## What the exercise asks
Scale the entries from the start through the line containing "M 134 33 L 133", inclusive, and write out those lines again in full, requests and all. In the answer paths, multiply every coordinate by 2.35 and round each result to a whole number, with halves rounded up.

------ Task material ------

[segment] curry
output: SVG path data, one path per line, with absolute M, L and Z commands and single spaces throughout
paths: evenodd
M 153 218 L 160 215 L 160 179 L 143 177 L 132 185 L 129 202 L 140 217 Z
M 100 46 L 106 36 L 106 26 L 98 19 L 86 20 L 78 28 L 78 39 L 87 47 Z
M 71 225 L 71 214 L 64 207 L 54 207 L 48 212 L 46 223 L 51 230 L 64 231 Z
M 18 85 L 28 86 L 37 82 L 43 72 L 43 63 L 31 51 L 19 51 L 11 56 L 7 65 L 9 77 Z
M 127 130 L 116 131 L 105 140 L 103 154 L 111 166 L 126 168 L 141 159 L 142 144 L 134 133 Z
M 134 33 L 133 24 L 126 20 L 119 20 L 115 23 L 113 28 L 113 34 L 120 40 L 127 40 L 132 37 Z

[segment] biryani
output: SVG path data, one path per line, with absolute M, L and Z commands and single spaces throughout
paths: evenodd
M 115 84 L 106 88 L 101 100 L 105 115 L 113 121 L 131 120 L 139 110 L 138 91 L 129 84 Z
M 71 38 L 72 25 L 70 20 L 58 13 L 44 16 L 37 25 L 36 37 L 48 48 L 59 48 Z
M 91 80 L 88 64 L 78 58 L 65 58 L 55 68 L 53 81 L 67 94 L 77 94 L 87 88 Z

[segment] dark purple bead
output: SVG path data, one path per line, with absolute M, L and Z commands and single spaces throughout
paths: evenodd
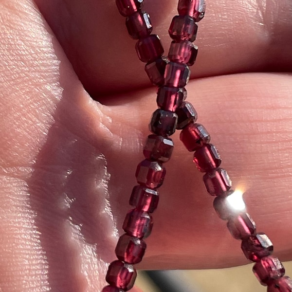
M 158 136 L 170 136 L 175 131 L 178 116 L 175 112 L 158 109 L 153 113 L 149 128 Z
M 164 85 L 173 87 L 184 87 L 188 82 L 191 71 L 185 64 L 170 62 L 165 67 Z
M 292 292 L 292 280 L 288 276 L 274 280 L 268 284 L 267 292 Z
M 179 0 L 178 11 L 180 15 L 189 15 L 198 22 L 205 15 L 205 0 Z
M 172 18 L 168 33 L 174 40 L 189 40 L 196 39 L 198 25 L 195 19 L 188 16 L 177 15 Z
M 231 235 L 237 239 L 242 239 L 256 233 L 256 223 L 247 213 L 230 217 L 227 227 Z
M 110 265 L 106 276 L 106 281 L 110 285 L 129 290 L 134 285 L 137 272 L 132 265 L 115 260 Z
M 129 35 L 134 39 L 146 37 L 151 34 L 152 26 L 147 13 L 138 11 L 126 19 Z
M 119 12 L 125 17 L 137 12 L 143 3 L 143 0 L 116 0 Z
M 157 191 L 138 185 L 133 188 L 129 203 L 137 210 L 151 213 L 157 207 L 159 201 Z
M 185 91 L 184 88 L 160 87 L 156 99 L 157 105 L 164 110 L 175 111 L 182 105 Z
M 265 234 L 258 233 L 243 238 L 241 242 L 241 249 L 247 258 L 258 262 L 264 256 L 272 254 L 273 246 L 270 238 Z
M 169 60 L 166 57 L 162 57 L 148 62 L 145 65 L 145 71 L 152 84 L 157 86 L 164 84 L 165 67 L 168 63 Z
M 145 63 L 154 61 L 164 53 L 160 38 L 157 35 L 150 35 L 139 39 L 136 44 L 136 51 L 139 58 Z
M 161 163 L 145 159 L 137 166 L 136 178 L 138 183 L 156 189 L 163 184 L 165 172 Z
M 217 148 L 212 144 L 206 144 L 194 153 L 194 162 L 202 172 L 211 171 L 221 164 L 221 157 Z
M 285 269 L 282 263 L 274 256 L 263 257 L 255 264 L 253 271 L 264 286 L 272 284 L 274 280 L 283 277 L 285 274 Z
M 180 134 L 180 139 L 190 151 L 195 151 L 210 142 L 210 135 L 203 126 L 190 124 Z
M 141 238 L 150 234 L 153 224 L 148 213 L 133 209 L 127 213 L 123 229 L 129 235 Z
M 192 104 L 186 101 L 176 110 L 178 115 L 177 129 L 181 130 L 188 125 L 195 123 L 198 119 L 198 114 Z
M 120 260 L 134 265 L 141 261 L 146 249 L 142 239 L 125 234 L 120 237 L 115 251 Z
M 143 154 L 145 158 L 164 163 L 169 160 L 173 149 L 173 142 L 170 138 L 149 135 L 144 147 Z
M 168 58 L 171 62 L 177 62 L 192 66 L 198 55 L 198 47 L 188 40 L 171 42 Z

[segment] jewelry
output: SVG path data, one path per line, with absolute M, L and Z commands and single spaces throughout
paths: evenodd
M 210 135 L 204 127 L 196 123 L 198 116 L 189 102 L 184 101 L 190 71 L 198 48 L 192 43 L 198 26 L 204 17 L 204 0 L 179 0 L 179 15 L 175 16 L 168 32 L 173 40 L 168 57 L 159 37 L 151 35 L 152 25 L 148 14 L 141 7 L 144 0 L 116 0 L 120 13 L 126 17 L 130 36 L 138 39 L 136 50 L 139 59 L 146 63 L 145 71 L 151 82 L 158 86 L 159 109 L 153 114 L 143 154 L 146 159 L 136 171 L 138 185 L 134 187 L 130 204 L 135 208 L 127 214 L 115 249 L 118 259 L 109 266 L 106 280 L 110 286 L 102 292 L 123 292 L 130 289 L 137 275 L 133 265 L 140 262 L 146 244 L 143 240 L 152 226 L 150 215 L 157 207 L 157 189 L 163 182 L 168 161 L 173 148 L 169 136 L 176 128 L 182 130 L 180 139 L 189 151 L 194 151 L 193 161 L 198 169 L 205 173 L 203 178 L 207 191 L 215 197 L 213 206 L 219 217 L 227 220 L 232 236 L 241 240 L 241 249 L 255 264 L 253 268 L 268 292 L 292 292 L 292 280 L 285 276 L 285 269 L 279 259 L 271 254 L 273 245 L 265 234 L 256 232 L 256 224 L 245 212 L 243 201 L 235 208 L 233 200 L 238 198 L 231 190 L 231 181 L 226 171 L 219 166 L 221 158 L 215 146 L 209 143 Z

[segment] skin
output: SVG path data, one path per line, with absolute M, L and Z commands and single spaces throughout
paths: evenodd
M 114 1 L 85 2 L 0 1 L 5 292 L 100 291 L 144 159 L 155 89 Z M 167 53 L 177 1 L 146 2 Z M 282 261 L 292 259 L 292 13 L 289 0 L 210 0 L 187 85 L 222 166 Z M 139 267 L 247 263 L 192 154 L 173 140 Z

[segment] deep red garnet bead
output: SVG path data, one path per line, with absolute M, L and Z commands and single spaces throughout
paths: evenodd
M 149 160 L 167 162 L 171 157 L 173 142 L 170 138 L 157 135 L 149 135 L 143 150 L 146 158 Z
M 189 40 L 196 39 L 198 25 L 195 19 L 188 16 L 177 15 L 172 18 L 168 33 L 174 40 Z
M 138 165 L 136 178 L 138 183 L 156 189 L 163 184 L 165 172 L 165 169 L 161 163 L 145 159 Z
M 137 210 L 151 213 L 157 207 L 159 201 L 157 191 L 138 185 L 133 188 L 129 203 Z
M 233 216 L 228 219 L 227 227 L 236 239 L 242 239 L 256 233 L 256 223 L 247 213 Z
M 133 265 L 141 261 L 146 249 L 142 239 L 125 234 L 119 239 L 115 253 L 120 260 Z
M 123 229 L 129 235 L 141 238 L 150 235 L 152 225 L 152 218 L 148 213 L 133 209 L 127 213 Z
M 292 280 L 284 276 L 268 285 L 267 292 L 292 292 Z
M 196 150 L 193 161 L 200 171 L 207 172 L 218 167 L 221 160 L 217 148 L 212 144 L 206 144 Z
M 189 15 L 198 22 L 205 15 L 205 0 L 179 0 L 178 11 L 180 15 Z
M 195 151 L 210 142 L 210 135 L 200 124 L 190 124 L 180 134 L 180 139 L 189 151 Z
M 119 12 L 125 17 L 139 10 L 143 3 L 143 0 L 116 0 Z
M 272 254 L 273 246 L 265 234 L 258 233 L 243 238 L 241 242 L 241 249 L 247 258 L 258 262 L 264 256 Z
M 134 39 L 146 37 L 152 30 L 149 15 L 142 11 L 137 11 L 128 17 L 126 25 L 129 35 Z
M 106 281 L 111 286 L 128 291 L 133 287 L 136 276 L 137 272 L 132 265 L 115 260 L 109 267 Z
M 256 263 L 253 267 L 255 275 L 262 285 L 267 286 L 275 279 L 283 277 L 285 269 L 282 263 L 275 256 L 265 256 Z

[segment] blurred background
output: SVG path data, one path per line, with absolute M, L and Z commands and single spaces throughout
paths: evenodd
M 283 263 L 292 277 L 292 261 Z M 265 292 L 254 275 L 253 263 L 213 270 L 143 271 L 136 282 L 143 292 Z

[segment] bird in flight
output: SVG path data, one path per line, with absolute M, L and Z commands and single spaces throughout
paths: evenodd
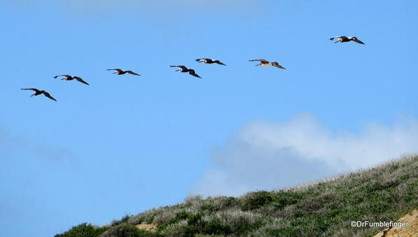
M 284 69 L 283 66 L 282 66 L 282 65 L 279 64 L 278 62 L 270 62 L 266 59 L 254 59 L 254 60 L 248 60 L 250 62 L 254 62 L 254 61 L 258 61 L 260 63 L 257 64 L 256 66 L 275 66 L 277 68 L 279 69 Z
M 220 62 L 219 60 L 212 60 L 210 59 L 196 59 L 196 62 L 203 62 L 203 63 L 208 64 L 218 64 L 219 65 L 226 66 L 226 64 L 224 64 L 224 63 Z
M 31 97 L 33 96 L 38 96 L 40 94 L 43 94 L 44 96 L 48 97 L 49 99 L 50 99 L 52 100 L 57 101 L 57 100 L 54 97 L 51 96 L 51 95 L 48 92 L 47 92 L 44 90 L 39 90 L 39 89 L 35 89 L 35 88 L 26 88 L 26 89 L 21 88 L 21 89 L 30 89 L 30 90 L 33 90 L 34 92 L 35 92 L 35 93 L 32 94 Z
M 336 41 L 336 42 L 334 42 L 334 43 L 340 42 L 340 43 L 345 43 L 345 42 L 349 42 L 349 41 L 354 41 L 359 43 L 361 43 L 362 45 L 365 45 L 364 43 L 363 43 L 363 41 L 360 41 L 359 39 L 357 38 L 357 37 L 353 36 L 353 37 L 347 37 L 347 36 L 336 36 L 336 37 L 333 37 L 331 38 L 330 38 L 330 41 L 333 41 L 335 38 L 338 38 L 337 41 Z
M 75 80 L 77 80 L 78 81 L 79 81 L 79 82 L 82 82 L 82 83 L 83 83 L 83 84 L 85 84 L 85 85 L 89 85 L 89 83 L 86 82 L 85 81 L 84 81 L 82 79 L 81 79 L 80 78 L 79 78 L 79 77 L 78 77 L 78 76 L 70 76 L 70 75 L 57 75 L 57 76 L 55 76 L 54 77 L 54 78 L 59 78 L 59 77 L 60 77 L 60 76 L 62 76 L 62 77 L 64 77 L 64 78 L 63 78 L 62 79 L 61 79 L 61 80 L 74 80 L 74 79 L 75 79 Z
M 111 70 L 116 71 L 115 72 L 113 73 L 113 74 L 123 75 L 125 73 L 129 73 L 129 74 L 132 74 L 132 75 L 135 75 L 135 76 L 140 76 L 139 74 L 137 74 L 137 73 L 133 72 L 132 71 L 123 71 L 120 69 L 108 69 L 108 71 L 111 71 Z
M 175 71 L 180 71 L 180 73 L 189 73 L 189 74 L 194 76 L 196 78 L 201 78 L 199 75 L 196 74 L 196 72 L 194 71 L 194 70 L 193 69 L 189 69 L 187 67 L 185 67 L 185 66 L 171 66 L 170 65 L 171 67 L 174 68 L 180 68 L 180 69 L 175 70 Z

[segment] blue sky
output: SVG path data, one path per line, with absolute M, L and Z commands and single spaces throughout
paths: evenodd
M 2 232 L 53 236 L 192 194 L 288 187 L 418 152 L 417 7 L 0 2 Z M 329 40 L 338 35 L 366 45 Z M 287 70 L 248 62 L 257 58 Z M 90 86 L 52 78 L 67 73 Z

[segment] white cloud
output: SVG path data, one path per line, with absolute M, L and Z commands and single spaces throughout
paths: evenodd
M 369 167 L 418 152 L 418 120 L 392 126 L 370 124 L 359 133 L 332 131 L 315 117 L 245 126 L 212 155 L 194 190 L 206 195 L 239 195 L 294 186 Z

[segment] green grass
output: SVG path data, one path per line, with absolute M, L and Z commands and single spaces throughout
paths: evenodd
M 349 222 L 394 221 L 417 208 L 418 156 L 412 156 L 289 189 L 190 197 L 109 226 L 82 224 L 56 236 L 371 236 L 380 228 Z M 156 224 L 157 231 L 136 230 L 140 223 Z

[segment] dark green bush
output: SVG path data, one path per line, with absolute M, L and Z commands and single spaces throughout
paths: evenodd
M 91 224 L 82 223 L 73 227 L 64 234 L 57 234 L 55 237 L 96 237 L 110 227 L 97 227 Z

------

## Output for this task
[segment] curry
output: SVG path data, one path per line, with absolute M, L and Z commands and single spaces throughout
paths: evenodd
M 360 512 L 376 505 L 376 421 L 336 416 L 310 435 L 303 475 L 329 510 Z
M 235 108 L 249 85 L 249 61 L 230 45 L 202 47 L 183 66 L 183 92 L 204 110 Z
M 167 529 L 167 503 L 150 486 L 127 486 L 113 498 L 108 524 L 120 541 L 150 543 Z
M 42 200 L 66 202 L 87 193 L 101 169 L 101 148 L 73 120 L 45 120 L 26 132 L 16 153 L 21 181 Z
M 298 306 L 273 308 L 247 329 L 242 362 L 261 390 L 296 395 L 331 374 L 334 338 L 315 313 Z
M 315 78 L 313 56 L 296 47 L 280 47 L 270 54 L 266 66 L 266 80 L 282 94 L 298 94 L 310 87 Z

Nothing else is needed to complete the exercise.